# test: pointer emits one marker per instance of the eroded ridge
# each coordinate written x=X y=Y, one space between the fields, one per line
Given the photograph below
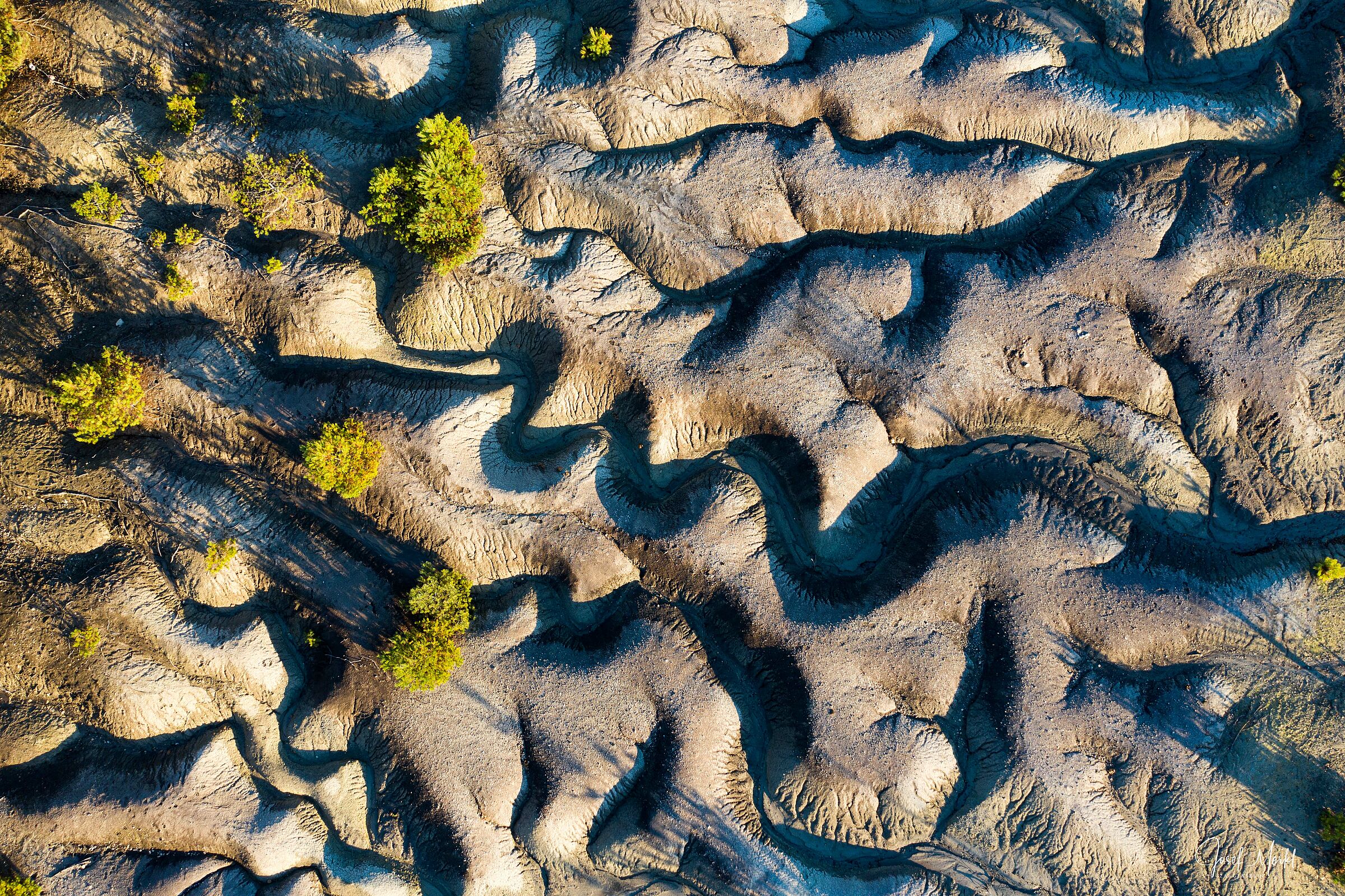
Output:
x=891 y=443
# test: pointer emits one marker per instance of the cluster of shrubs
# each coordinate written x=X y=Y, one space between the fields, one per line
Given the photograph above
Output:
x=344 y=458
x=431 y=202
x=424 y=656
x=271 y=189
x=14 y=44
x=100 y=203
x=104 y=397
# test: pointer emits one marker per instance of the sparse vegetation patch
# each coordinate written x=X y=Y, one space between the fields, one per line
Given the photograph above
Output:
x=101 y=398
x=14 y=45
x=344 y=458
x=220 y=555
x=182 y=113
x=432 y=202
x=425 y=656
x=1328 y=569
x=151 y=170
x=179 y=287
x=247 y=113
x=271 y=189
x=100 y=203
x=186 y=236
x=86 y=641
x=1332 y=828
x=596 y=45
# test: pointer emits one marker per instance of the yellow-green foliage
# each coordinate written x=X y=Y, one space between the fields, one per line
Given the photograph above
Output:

* * *

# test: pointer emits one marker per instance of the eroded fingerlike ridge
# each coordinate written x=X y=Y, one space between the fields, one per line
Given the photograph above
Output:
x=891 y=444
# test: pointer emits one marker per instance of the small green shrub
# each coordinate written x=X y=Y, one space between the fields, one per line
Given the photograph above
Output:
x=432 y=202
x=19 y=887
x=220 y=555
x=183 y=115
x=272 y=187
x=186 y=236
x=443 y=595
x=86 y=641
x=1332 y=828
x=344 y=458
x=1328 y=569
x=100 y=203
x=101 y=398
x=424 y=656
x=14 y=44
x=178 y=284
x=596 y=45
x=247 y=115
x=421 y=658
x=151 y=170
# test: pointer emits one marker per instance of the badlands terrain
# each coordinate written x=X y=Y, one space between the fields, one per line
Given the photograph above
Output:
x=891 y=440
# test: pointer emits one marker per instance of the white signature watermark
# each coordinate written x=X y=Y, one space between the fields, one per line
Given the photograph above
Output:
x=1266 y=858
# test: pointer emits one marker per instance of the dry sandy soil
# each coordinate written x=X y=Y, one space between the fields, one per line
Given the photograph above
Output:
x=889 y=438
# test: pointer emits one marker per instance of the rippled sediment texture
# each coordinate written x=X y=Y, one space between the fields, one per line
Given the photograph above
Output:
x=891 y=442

ASSIGNMENT
Find every line of the data above that holds the word "ridge", then state how many there are and nothing else.

ANSWER BELOW
2